▶ [EXERCISE DESCRIPTION]: Your output should consist solely of the lines from the one with "Place one keypoint on each instance of the shirt cuff" through the end of the records, reproduced exactly, both ends included.
LISTED ENTRIES Block Start
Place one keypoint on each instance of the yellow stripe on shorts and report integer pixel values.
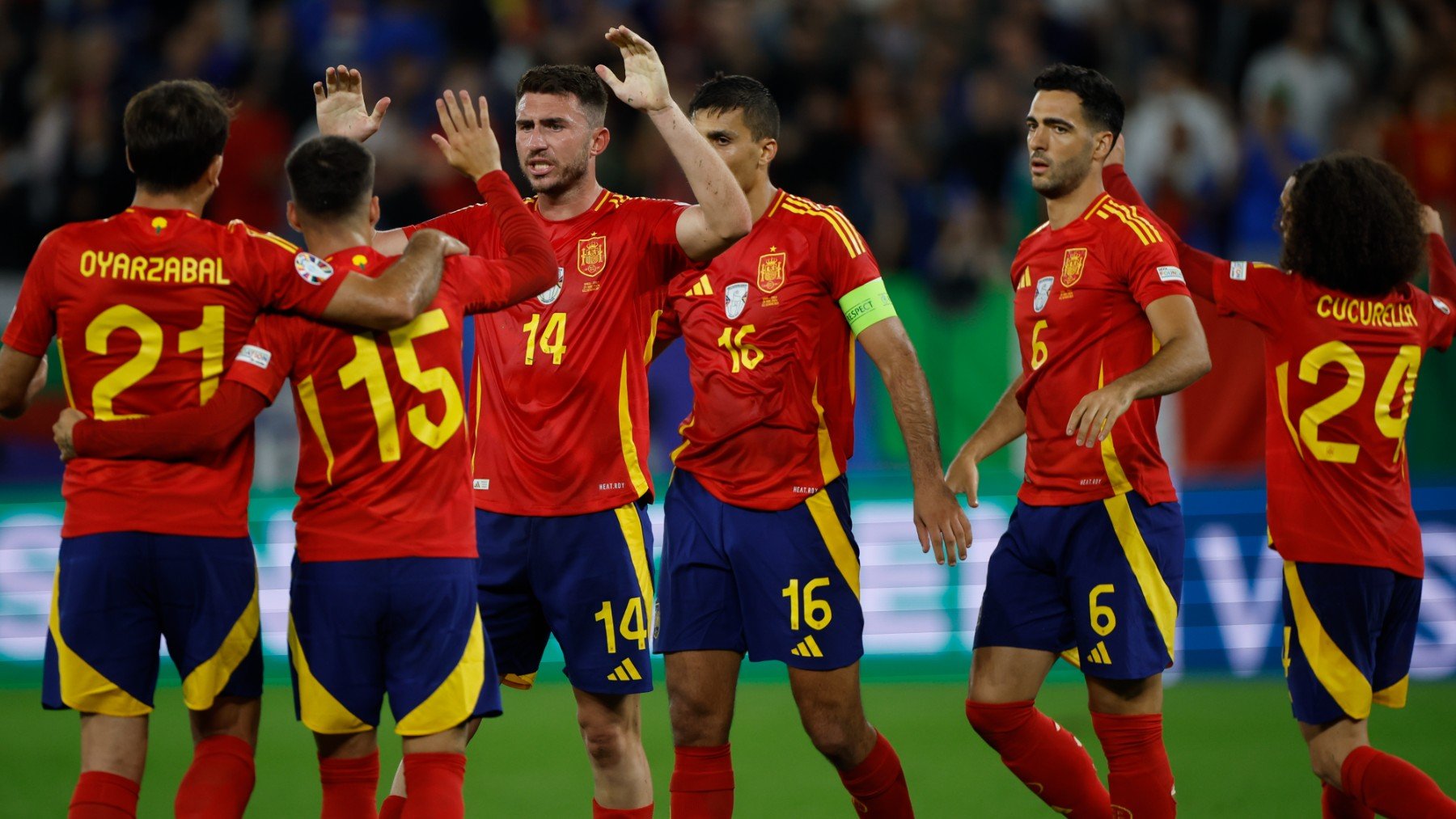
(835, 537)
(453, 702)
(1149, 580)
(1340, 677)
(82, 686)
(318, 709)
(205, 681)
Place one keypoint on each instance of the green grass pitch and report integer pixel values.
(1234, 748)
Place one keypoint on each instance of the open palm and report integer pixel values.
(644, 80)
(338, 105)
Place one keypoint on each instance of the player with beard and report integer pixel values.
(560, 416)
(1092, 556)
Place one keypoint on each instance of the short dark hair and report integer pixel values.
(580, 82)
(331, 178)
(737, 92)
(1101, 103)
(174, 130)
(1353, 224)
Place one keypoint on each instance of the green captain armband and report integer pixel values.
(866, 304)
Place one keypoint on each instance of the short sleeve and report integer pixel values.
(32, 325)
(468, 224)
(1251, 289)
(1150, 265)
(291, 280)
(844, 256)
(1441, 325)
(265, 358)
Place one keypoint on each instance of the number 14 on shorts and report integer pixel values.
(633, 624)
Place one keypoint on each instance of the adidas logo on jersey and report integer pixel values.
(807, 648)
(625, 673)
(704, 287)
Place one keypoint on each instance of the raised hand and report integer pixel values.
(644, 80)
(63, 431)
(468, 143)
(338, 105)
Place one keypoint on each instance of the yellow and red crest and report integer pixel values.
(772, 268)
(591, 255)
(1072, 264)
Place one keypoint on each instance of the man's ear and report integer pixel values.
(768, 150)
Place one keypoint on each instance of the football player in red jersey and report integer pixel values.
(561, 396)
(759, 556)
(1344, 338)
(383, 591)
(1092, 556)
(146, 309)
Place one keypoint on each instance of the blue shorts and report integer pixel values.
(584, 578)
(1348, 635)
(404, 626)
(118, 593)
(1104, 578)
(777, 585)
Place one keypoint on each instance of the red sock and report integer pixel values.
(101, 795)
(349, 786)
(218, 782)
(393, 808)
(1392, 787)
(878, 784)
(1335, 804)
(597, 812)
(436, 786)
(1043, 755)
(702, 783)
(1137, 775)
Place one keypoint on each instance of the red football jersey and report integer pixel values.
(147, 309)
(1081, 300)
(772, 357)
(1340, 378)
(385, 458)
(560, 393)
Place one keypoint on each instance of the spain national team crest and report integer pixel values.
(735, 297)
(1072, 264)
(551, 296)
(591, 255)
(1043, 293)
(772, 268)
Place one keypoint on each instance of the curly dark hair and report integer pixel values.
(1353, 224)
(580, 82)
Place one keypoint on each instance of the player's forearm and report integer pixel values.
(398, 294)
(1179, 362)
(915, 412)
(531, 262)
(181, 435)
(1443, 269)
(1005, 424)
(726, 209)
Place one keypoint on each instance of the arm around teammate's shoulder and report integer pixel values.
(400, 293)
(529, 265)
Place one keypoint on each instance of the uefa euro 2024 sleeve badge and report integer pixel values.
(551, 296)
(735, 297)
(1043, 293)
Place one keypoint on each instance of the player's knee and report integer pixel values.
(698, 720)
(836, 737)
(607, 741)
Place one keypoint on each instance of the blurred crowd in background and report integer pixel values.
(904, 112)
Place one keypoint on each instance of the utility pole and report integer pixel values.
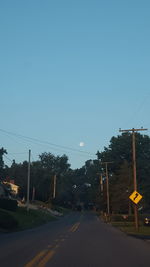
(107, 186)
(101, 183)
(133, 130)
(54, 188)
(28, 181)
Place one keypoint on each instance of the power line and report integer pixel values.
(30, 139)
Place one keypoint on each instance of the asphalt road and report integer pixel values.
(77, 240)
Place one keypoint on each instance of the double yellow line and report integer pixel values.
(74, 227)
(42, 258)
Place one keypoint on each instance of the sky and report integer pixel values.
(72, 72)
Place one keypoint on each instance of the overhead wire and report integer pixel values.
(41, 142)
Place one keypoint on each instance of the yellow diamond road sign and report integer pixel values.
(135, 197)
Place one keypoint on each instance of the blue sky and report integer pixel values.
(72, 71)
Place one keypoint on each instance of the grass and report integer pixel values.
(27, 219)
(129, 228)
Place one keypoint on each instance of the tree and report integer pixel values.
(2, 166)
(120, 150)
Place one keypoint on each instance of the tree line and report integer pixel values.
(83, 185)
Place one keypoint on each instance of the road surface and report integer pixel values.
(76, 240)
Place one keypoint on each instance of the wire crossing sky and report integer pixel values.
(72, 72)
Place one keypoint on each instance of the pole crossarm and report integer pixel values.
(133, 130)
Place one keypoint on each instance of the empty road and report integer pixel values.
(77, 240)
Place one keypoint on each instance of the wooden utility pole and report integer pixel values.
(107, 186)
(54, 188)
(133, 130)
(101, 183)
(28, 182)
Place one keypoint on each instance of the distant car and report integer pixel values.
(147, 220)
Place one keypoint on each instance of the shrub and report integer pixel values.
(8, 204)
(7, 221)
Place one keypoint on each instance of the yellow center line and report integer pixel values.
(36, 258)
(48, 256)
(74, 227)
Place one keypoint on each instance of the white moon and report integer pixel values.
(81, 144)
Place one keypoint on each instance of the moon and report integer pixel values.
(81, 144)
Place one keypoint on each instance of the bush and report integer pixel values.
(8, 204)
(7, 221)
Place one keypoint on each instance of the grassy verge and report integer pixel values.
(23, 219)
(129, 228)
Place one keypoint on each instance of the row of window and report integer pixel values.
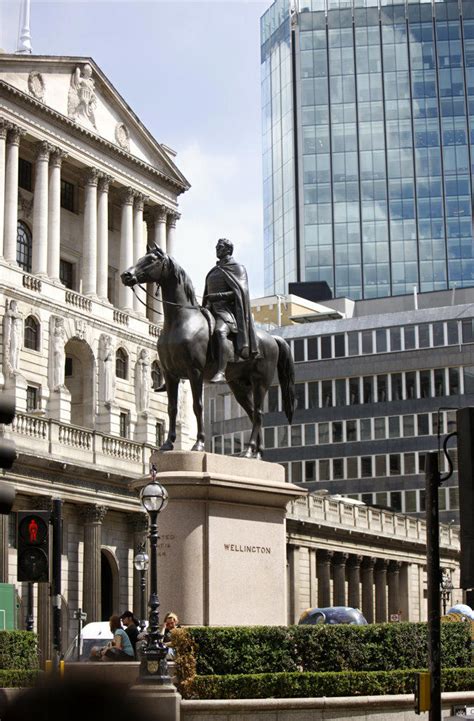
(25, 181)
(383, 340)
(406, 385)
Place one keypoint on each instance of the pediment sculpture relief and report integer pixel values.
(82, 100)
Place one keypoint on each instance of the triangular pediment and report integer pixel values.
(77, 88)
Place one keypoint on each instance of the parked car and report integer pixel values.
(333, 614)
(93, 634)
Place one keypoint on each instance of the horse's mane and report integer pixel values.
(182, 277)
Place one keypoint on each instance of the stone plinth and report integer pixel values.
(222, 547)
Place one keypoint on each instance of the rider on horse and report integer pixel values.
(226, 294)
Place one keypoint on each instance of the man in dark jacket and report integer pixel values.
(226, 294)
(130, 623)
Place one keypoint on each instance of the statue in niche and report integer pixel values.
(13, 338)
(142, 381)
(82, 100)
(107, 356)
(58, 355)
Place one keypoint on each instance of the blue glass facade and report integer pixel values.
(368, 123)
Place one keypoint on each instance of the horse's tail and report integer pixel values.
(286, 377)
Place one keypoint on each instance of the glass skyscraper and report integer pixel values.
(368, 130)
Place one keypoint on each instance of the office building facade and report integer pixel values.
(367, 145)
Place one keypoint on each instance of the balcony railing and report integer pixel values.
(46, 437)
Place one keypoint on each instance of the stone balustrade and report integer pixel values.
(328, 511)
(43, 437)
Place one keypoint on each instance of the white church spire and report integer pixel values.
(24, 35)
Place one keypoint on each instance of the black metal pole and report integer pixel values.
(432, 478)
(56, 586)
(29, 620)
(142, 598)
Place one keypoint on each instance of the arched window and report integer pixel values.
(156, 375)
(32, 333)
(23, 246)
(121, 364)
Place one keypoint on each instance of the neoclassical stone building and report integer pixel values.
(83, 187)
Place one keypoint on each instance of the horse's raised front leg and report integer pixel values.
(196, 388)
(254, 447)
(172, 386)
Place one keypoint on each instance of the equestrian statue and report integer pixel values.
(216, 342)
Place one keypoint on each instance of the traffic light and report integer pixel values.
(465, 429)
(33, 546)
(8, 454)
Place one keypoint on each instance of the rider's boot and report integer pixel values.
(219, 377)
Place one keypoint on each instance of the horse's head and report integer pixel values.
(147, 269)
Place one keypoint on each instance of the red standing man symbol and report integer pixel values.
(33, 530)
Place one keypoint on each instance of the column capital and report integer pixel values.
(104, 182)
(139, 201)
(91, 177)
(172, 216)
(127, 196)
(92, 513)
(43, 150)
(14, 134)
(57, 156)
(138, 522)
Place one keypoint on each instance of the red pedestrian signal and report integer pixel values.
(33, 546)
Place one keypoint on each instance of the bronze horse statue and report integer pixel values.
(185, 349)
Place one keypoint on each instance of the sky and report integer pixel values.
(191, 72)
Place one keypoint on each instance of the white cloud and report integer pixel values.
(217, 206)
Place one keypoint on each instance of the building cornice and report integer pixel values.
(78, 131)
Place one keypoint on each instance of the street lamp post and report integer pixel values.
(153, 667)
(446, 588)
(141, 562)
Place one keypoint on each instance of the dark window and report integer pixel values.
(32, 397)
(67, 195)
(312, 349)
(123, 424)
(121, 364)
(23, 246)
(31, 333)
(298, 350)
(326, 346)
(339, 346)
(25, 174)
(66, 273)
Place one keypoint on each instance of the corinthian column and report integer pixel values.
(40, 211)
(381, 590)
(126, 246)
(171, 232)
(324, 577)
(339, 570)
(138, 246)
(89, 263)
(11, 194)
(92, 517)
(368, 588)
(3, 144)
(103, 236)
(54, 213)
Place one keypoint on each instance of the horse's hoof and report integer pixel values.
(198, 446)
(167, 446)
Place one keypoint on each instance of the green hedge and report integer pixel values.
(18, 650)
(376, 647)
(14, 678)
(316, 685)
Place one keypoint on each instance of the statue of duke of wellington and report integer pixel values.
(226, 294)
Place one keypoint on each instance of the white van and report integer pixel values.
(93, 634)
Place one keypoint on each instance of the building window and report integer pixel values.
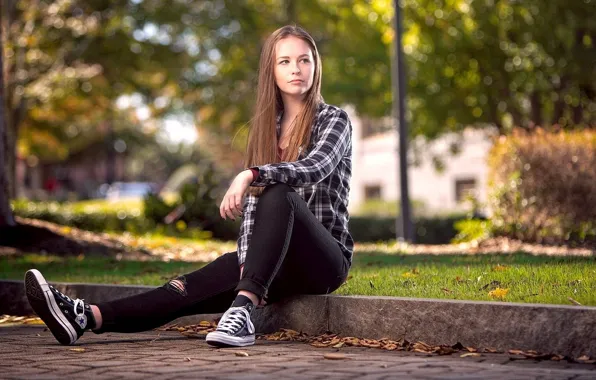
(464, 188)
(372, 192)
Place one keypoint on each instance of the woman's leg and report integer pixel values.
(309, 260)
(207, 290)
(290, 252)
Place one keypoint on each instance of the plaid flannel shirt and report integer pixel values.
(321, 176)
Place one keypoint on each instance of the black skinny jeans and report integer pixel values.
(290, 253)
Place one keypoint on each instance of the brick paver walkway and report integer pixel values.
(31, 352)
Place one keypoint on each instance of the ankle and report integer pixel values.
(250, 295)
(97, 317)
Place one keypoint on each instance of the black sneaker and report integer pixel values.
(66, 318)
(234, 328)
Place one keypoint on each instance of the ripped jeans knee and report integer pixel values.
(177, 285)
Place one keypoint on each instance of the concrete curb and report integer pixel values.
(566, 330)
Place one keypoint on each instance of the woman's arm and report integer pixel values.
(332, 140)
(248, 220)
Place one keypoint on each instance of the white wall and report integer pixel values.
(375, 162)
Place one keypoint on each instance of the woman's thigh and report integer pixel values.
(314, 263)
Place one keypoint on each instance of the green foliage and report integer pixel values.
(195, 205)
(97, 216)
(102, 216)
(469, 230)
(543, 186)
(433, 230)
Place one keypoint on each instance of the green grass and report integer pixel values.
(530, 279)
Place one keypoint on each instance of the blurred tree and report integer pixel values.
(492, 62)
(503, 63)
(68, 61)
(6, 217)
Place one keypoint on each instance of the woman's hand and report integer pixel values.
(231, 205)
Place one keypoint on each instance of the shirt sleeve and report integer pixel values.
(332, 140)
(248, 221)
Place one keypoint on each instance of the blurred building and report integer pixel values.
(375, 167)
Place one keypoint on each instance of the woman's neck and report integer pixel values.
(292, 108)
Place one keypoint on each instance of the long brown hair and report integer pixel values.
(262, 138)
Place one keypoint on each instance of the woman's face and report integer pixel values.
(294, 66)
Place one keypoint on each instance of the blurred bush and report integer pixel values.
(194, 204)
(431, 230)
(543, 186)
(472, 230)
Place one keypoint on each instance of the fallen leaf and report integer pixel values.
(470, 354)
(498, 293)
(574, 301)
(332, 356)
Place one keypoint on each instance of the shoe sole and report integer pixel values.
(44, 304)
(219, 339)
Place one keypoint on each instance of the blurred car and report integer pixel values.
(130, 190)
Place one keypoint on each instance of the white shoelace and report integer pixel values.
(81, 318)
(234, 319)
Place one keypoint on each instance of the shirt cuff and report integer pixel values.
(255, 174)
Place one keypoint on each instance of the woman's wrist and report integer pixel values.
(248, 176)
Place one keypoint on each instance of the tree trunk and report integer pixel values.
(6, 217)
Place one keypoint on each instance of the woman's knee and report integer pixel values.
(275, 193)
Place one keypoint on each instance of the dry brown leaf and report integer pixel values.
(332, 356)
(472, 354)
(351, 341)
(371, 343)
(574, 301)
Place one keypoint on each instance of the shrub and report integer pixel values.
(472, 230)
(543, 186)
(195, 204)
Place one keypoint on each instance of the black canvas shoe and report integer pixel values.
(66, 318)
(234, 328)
LISTED ENTRIES Block End
▶ [FINISHED EXERCISE]:
Place one keypoint on each instance of the shirt cuff and report integer pixel values.
(255, 174)
Place one keypoint on each instance of the woman's wrist and report integer pixel values.
(248, 176)
Place one keypoint on each instance of the tree trunk and report integer pixel values.
(6, 217)
Place one keypoint on each instance of the woman's knee and report integer pixel values.
(275, 193)
Place one keypoint on each instance of the dry brown leaf and report integer pixel values.
(332, 356)
(472, 354)
(351, 341)
(371, 343)
(574, 301)
Place one keypoint on each instance of the shrub and report integer pixel values.
(472, 230)
(543, 186)
(195, 204)
Place one keypoint on each instance of the black canvas shoe and report integer pixel values.
(66, 318)
(234, 328)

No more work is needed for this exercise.